PROBLEMA PLANTEADO 1 :: Resume en forma de lista el párrafo del texto sobre el euro que empieza por «Algunos países europeos» y conserva sus datos principales.
PROBLEMA PLANTEADO 2 :: Calcula cuántas líneas de los registros contienen la palabra "brown" y responde solo con el número. Se distinguen mayúsculas y minúsculas.

El euro se ha convertido en un asunto decisivo para Europa. También, ha llegado a ser el núcleo central del proyecto europeo y parece improbable que eso cambie pronto. Por tanto, debemos extraer las conclusiones necesarias. Tal y como está, la gestión del euro no es ni eficaz ni legítima. Necesita herramientas políticas efectivas, instituciones comunes fuertes, mayor responsabilidad democrática y un ejecutivo capaz de actuar a discreción. Es lo que proporcionará el equilibrio con respecto a una serie de reglas sobre las políticas nacionales que también son necesarias. Y todo ello conduce hacia un tratado nuevo sobre el euro que debería poder enfrentarse a los exámenes democráticos en los países miembros, bajo la condición de que ningún país tenga derecho a impedir que otros avancen, y que a cada parlamento nacional –y/o a los ciudadanos, si se convocara un referéndum– se le presente una opción clara, concretamente: estar dentro o fuera. Habrá que luchar por la legitimidad democrática; no se puede dar por hecho.

Algunos países europeos, especialmente el Reino Unido, aunque también otros, no estarán ni dispuestos ni preparados a emprender el salto adelante en el terreno político. Debería haber sitio para ellos bajo un paraguas más amplio de la UE que se estableciera en el proceso de revisión de los tratados existentes. En una Europa de 28 o de más, serán necesarias más flexibilidad y diferenciación.

REGISTROS PROPORCIONADOS ::
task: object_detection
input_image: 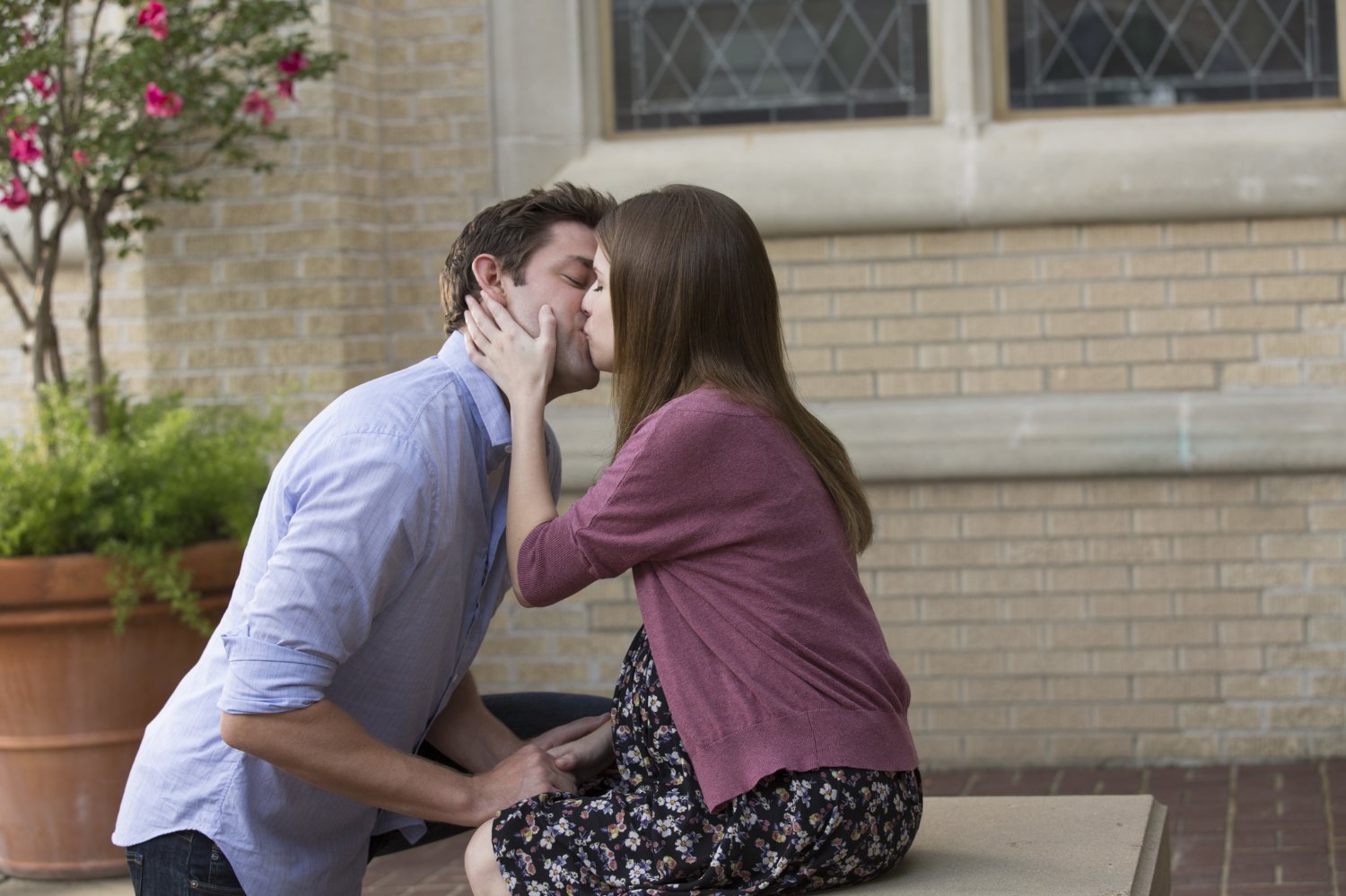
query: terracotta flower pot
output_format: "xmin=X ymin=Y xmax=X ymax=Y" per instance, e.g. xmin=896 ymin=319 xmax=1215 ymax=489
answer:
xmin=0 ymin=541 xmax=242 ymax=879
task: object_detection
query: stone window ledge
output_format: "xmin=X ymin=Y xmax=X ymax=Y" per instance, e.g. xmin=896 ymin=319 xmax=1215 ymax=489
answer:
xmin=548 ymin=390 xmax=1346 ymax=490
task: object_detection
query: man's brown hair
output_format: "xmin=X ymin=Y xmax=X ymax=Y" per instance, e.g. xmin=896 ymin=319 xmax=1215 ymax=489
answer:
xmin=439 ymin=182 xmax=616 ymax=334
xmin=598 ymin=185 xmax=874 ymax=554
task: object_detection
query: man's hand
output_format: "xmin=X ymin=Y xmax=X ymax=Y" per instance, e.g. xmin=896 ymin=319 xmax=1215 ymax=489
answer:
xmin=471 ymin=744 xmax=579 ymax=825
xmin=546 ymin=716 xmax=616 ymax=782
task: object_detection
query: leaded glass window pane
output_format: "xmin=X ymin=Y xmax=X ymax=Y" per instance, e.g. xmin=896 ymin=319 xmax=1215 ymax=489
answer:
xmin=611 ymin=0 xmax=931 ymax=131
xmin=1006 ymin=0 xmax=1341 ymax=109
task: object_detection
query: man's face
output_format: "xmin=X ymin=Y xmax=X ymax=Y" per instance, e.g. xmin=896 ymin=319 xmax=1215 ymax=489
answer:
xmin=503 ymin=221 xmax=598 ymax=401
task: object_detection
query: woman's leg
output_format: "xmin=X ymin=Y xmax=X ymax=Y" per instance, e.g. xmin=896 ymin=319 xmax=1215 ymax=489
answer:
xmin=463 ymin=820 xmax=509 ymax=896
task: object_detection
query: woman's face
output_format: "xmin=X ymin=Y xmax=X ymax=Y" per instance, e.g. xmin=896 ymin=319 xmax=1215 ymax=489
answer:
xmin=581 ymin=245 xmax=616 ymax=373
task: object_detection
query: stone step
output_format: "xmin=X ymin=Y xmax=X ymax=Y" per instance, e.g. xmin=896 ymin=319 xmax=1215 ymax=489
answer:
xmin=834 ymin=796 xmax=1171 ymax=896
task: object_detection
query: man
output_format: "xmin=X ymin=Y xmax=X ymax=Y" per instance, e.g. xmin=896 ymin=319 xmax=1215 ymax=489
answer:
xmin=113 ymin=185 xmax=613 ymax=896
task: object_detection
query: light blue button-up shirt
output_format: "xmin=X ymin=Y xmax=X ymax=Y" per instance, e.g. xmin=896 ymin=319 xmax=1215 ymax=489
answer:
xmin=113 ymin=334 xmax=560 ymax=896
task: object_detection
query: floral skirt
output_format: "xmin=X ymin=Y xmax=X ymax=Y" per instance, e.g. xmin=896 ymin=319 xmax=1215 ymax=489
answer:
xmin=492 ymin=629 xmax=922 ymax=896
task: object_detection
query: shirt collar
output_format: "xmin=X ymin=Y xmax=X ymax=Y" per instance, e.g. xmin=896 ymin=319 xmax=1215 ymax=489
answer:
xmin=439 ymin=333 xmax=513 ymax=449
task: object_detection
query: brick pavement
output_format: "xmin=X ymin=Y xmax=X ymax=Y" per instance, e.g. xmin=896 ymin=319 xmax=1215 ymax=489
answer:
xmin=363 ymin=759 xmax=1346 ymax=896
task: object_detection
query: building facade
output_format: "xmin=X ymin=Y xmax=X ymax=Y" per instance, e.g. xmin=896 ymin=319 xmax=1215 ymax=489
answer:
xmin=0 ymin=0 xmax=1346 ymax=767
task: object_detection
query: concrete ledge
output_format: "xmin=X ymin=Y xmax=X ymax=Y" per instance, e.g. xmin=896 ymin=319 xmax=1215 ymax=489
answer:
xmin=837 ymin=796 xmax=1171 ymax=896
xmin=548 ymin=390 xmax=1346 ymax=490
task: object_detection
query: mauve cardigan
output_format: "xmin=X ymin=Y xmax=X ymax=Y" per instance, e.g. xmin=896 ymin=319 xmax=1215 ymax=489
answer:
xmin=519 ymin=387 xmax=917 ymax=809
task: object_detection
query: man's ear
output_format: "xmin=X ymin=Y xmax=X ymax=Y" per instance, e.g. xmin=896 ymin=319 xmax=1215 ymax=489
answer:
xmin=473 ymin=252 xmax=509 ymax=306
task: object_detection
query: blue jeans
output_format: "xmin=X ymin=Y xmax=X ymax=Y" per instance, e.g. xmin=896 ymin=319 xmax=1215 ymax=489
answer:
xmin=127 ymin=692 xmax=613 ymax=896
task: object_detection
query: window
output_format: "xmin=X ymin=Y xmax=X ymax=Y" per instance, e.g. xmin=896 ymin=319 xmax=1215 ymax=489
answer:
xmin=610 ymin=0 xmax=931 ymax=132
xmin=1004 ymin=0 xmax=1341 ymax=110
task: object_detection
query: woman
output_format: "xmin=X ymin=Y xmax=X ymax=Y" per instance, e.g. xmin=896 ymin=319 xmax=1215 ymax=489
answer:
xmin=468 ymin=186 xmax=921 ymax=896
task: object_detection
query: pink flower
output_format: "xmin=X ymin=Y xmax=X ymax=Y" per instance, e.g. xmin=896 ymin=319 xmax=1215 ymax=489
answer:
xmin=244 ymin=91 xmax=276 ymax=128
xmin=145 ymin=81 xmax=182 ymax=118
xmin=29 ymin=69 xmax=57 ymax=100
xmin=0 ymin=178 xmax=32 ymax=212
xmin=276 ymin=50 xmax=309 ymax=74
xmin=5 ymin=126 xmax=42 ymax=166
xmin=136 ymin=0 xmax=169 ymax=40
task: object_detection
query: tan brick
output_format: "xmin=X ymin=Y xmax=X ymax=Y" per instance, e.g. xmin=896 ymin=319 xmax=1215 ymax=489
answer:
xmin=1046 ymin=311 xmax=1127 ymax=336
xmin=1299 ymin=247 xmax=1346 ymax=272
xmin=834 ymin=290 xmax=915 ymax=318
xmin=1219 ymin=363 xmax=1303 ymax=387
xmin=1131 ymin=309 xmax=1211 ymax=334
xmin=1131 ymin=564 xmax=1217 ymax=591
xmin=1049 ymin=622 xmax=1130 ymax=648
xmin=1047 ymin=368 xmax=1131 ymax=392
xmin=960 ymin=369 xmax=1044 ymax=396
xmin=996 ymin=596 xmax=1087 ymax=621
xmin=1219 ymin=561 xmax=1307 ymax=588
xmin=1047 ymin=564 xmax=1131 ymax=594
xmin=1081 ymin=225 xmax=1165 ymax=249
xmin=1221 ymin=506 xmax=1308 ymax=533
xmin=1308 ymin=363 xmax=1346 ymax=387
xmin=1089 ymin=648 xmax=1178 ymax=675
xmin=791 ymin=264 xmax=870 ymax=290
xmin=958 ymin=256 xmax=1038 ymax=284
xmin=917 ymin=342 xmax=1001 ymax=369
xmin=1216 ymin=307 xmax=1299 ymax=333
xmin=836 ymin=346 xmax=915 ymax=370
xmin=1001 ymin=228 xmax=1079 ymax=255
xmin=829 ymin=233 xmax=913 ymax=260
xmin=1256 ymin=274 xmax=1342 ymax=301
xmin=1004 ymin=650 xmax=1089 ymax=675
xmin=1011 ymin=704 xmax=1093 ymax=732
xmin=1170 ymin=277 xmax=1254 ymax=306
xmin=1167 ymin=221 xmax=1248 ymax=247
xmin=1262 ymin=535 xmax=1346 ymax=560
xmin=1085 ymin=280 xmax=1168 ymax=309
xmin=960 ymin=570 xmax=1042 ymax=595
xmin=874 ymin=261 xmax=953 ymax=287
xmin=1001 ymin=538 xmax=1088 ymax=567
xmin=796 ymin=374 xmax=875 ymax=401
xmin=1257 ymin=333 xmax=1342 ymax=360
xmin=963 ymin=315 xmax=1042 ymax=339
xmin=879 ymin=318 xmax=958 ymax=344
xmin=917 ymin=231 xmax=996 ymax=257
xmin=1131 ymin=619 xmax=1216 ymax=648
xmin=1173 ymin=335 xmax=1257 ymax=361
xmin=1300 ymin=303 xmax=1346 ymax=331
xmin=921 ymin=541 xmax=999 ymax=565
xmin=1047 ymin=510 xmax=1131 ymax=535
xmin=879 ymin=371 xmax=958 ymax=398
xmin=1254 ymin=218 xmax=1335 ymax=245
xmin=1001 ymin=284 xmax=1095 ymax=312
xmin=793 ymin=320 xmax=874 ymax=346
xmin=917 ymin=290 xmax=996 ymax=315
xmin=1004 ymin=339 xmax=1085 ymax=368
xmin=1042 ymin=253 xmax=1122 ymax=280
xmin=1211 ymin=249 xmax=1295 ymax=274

==

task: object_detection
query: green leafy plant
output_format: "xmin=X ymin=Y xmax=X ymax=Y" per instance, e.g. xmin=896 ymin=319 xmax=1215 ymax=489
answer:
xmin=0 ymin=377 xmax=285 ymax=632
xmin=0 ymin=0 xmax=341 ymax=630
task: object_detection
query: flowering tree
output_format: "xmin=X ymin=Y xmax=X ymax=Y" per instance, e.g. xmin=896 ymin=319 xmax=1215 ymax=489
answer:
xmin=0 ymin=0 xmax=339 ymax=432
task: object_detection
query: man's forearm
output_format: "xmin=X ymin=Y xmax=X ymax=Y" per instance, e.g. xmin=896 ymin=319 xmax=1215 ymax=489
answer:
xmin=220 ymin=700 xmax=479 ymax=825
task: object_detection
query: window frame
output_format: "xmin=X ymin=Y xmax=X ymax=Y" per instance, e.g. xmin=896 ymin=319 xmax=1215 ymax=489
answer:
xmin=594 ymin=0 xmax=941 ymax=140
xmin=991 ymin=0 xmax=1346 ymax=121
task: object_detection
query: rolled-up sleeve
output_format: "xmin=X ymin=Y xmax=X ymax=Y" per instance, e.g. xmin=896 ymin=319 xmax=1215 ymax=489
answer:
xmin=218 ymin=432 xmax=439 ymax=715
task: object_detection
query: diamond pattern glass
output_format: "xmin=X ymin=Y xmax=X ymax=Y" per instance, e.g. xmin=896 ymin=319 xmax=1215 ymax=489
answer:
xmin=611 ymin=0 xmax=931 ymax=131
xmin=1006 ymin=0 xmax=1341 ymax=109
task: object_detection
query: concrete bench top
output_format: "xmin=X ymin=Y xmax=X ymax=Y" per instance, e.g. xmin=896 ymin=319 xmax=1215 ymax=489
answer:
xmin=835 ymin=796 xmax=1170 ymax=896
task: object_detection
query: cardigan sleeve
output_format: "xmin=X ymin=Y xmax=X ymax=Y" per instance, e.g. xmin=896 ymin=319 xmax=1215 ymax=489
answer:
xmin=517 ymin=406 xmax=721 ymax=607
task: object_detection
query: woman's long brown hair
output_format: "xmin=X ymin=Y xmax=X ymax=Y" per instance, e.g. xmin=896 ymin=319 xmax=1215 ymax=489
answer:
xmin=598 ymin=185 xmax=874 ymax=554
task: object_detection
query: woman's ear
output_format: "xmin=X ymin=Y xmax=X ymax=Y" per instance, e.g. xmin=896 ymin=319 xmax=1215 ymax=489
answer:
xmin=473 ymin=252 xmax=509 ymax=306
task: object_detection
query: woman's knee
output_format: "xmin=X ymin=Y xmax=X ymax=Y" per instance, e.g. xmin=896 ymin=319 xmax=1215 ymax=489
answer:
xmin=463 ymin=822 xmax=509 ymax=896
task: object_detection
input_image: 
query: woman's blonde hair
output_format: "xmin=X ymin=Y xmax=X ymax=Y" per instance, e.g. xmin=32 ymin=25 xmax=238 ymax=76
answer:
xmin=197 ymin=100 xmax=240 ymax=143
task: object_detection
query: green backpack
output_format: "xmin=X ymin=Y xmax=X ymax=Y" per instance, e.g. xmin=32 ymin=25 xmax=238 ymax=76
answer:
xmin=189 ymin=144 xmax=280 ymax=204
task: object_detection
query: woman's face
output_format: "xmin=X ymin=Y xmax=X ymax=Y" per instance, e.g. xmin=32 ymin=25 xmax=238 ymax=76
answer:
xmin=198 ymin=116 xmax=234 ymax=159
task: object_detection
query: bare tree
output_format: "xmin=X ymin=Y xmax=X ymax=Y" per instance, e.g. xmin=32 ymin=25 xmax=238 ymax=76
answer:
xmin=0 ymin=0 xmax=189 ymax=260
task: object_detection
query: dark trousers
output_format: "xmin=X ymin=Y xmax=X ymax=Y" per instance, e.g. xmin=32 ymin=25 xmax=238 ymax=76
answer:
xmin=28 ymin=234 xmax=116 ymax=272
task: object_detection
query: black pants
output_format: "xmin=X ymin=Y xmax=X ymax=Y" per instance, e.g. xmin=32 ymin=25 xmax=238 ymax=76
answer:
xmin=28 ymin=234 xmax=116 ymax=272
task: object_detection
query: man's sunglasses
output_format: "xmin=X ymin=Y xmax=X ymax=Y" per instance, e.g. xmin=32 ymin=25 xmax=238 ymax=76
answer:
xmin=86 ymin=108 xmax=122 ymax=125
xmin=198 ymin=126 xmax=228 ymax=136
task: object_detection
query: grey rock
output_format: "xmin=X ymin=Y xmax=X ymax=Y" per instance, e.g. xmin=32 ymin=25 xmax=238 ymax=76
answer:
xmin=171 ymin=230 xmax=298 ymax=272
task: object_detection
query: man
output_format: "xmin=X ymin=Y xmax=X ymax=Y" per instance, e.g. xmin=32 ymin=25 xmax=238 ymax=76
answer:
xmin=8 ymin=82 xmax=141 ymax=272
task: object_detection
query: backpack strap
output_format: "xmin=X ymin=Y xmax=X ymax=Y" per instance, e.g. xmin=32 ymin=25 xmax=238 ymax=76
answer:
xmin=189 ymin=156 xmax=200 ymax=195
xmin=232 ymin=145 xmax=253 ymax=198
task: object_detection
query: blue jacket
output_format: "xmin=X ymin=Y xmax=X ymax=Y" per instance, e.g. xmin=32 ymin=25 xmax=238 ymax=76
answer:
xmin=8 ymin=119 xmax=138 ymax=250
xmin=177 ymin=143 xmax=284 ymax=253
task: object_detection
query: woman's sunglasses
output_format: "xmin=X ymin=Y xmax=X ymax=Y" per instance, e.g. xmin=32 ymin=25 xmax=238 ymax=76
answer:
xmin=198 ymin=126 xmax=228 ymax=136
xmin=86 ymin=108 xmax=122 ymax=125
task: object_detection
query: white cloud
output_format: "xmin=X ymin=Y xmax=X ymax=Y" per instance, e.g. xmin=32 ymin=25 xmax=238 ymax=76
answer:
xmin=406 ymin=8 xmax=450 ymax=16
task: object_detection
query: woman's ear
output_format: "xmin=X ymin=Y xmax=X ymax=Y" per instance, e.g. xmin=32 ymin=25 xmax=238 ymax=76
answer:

SOLUCIÓN DEL PROBLEMA 1 ::
- Algunos países europeos no estarán dispuestos ni preparados para dar el salto adelante en lo político, sobre todo el Reino Unido, pero también otros.
- Debería haber sitio para ellos bajo un paraguas más amplio de la UE, establecido al revisar los tratados existentes.
- En una Europa de 28 miembros o más harán falta más flexibilidad y diferenciación.

SOLUCIÓN DEL PROBLEMA 2 :: 2